- **Set exercise**
Set out the lines of the listing below as a Markdown table with the columns Row and Line, running from the line with "For every instance of the shoulder, mark" up to and including the line with "x=404 y=341". Leave out any blank lines.

[Point annotation records]
======

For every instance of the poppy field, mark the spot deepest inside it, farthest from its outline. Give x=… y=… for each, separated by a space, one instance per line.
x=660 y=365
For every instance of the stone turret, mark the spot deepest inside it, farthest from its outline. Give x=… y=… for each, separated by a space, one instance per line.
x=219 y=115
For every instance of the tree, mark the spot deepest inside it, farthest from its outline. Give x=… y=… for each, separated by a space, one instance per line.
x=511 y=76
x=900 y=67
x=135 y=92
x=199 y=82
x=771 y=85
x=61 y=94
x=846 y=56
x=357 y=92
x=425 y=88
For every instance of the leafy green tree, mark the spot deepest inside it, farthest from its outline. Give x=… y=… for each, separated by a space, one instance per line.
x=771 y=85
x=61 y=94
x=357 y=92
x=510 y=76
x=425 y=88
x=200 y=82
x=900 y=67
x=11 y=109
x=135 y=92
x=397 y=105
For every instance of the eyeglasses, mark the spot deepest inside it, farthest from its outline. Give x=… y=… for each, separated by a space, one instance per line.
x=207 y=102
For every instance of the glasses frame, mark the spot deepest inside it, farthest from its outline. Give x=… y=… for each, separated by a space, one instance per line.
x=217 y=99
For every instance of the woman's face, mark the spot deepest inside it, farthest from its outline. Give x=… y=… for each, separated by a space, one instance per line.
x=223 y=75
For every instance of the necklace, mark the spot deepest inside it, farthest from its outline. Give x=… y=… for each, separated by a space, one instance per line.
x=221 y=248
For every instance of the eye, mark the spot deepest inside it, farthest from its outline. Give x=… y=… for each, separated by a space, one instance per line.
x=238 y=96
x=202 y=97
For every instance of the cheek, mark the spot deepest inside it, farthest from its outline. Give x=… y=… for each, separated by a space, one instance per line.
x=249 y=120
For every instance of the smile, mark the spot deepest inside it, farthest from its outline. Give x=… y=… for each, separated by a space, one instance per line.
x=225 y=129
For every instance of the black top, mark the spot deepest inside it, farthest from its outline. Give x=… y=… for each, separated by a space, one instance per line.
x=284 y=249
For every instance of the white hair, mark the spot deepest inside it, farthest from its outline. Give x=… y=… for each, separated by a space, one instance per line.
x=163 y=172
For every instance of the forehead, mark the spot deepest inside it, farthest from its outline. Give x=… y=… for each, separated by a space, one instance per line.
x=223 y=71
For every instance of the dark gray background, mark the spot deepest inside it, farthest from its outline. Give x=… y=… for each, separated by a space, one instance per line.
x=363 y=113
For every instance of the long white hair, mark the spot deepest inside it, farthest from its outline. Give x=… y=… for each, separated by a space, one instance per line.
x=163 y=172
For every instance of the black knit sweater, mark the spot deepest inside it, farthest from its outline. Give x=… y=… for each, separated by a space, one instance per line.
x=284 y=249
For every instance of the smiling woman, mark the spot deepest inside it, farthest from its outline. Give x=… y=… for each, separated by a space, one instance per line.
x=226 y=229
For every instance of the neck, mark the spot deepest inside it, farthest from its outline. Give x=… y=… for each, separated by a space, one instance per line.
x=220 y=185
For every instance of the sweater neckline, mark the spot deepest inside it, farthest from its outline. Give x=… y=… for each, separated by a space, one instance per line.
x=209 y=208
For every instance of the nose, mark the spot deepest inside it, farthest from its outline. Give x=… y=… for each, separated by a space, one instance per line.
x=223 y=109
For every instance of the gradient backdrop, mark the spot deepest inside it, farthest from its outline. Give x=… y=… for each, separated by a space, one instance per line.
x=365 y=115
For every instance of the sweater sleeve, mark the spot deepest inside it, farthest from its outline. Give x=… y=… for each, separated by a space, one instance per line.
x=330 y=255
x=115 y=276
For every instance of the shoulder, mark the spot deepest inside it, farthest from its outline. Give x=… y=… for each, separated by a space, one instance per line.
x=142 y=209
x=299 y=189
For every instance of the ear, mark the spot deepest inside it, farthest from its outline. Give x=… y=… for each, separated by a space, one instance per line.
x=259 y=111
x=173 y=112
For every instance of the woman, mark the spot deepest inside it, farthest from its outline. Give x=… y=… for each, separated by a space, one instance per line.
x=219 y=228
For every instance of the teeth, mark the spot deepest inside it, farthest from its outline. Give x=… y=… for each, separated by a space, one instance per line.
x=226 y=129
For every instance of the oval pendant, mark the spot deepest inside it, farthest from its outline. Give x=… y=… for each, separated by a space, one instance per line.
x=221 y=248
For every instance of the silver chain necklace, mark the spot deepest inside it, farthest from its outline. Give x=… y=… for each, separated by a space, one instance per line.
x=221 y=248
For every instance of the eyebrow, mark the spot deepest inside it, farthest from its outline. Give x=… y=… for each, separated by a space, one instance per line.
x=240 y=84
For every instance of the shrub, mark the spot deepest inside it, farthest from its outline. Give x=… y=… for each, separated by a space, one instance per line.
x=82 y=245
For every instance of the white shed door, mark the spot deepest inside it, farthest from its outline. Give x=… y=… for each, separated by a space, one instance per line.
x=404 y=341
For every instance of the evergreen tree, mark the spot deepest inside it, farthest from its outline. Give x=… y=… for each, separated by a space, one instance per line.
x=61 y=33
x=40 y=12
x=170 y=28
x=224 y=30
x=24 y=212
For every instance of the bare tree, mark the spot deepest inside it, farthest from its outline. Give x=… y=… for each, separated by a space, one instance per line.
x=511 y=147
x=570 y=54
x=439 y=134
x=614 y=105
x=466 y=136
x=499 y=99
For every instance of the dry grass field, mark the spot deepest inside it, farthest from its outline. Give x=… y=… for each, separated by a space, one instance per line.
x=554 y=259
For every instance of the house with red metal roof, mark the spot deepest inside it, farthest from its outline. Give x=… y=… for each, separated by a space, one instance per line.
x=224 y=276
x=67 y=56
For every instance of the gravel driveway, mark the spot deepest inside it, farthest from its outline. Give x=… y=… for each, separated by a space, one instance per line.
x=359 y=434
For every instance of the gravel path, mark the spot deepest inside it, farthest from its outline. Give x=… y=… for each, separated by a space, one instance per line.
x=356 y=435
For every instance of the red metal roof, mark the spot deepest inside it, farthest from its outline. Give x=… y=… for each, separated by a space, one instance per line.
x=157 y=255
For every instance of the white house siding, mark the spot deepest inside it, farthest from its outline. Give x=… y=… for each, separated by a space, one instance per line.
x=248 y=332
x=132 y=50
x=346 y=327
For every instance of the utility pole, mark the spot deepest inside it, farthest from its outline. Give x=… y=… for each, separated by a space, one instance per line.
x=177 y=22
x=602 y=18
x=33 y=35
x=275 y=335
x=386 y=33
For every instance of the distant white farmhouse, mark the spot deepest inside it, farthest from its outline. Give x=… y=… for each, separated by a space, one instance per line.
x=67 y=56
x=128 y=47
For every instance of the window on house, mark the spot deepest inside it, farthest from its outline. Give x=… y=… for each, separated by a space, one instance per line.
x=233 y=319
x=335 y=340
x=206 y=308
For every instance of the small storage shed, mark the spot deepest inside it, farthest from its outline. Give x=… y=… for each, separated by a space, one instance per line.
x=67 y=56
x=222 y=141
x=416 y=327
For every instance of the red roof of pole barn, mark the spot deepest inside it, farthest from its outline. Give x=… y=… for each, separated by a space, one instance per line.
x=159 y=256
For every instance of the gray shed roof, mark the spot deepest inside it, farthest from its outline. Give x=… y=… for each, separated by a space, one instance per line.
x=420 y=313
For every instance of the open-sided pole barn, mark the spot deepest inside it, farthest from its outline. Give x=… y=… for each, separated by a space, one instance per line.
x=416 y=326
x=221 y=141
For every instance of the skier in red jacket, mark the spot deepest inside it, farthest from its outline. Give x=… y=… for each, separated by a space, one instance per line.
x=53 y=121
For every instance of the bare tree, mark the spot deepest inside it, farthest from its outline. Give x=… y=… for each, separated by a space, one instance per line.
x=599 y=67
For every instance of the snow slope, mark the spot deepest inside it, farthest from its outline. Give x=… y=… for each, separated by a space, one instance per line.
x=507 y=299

======

- **Result for this exercise**
| Row | Line |
|---|---|
| 1 | For every instance of the shoulder, mark the spot deepest inside it, farthest from its outline. Give x=… y=… for each, separated by a space, one instance per line. |
| 2 | x=142 y=209 |
| 3 | x=299 y=189 |
| 4 | For every instance of the ear, mark the spot deepest inside it, farthest from its outline. Give x=… y=… for each, separated by a space, one instance per line. |
| 5 | x=259 y=111 |
| 6 | x=173 y=112 |
| 7 | For every instance of the woman, mark the spot deepest inside it, farthest from its outline. Give x=… y=… for each, separated by a space, one instance per line. |
| 8 | x=219 y=228 |
| 9 | For every instance of the teeth, mark the spot deepest inside it, farthest from its outline. Give x=… y=… for each, separated by a space, one instance per line. |
| 10 | x=226 y=129 |
| 11 | For every instance of the oval pendant, mark the spot deepest inside it, farthest from its outline. Give x=… y=… for each, separated by a space, one instance per line. |
| 12 | x=221 y=248 |
| 13 | For every instance of the silver chain necklace, mark the spot deepest inside it, farthest from its outline. Give x=… y=… for each, separated by a space, one instance per line. |
| 14 | x=221 y=248 |
| 15 | For every instance of the eyebrow, mark the spot deepest inside it, farthest from its outline. Give x=… y=… for each, separated by a space, one instance per line. |
| 16 | x=240 y=84 |
| 17 | For every instance of the shrub, mark the spot deepest inside it, farthest from its outline. Give x=… y=… for each, separated by a space, one instance per line. |
| 18 | x=82 y=245 |
| 19 | For every instance of the white shed door, mark the spot deepest inside it, farthest from its outline. Give x=… y=… for each, separated by a space, one instance per line. |
| 20 | x=404 y=341 |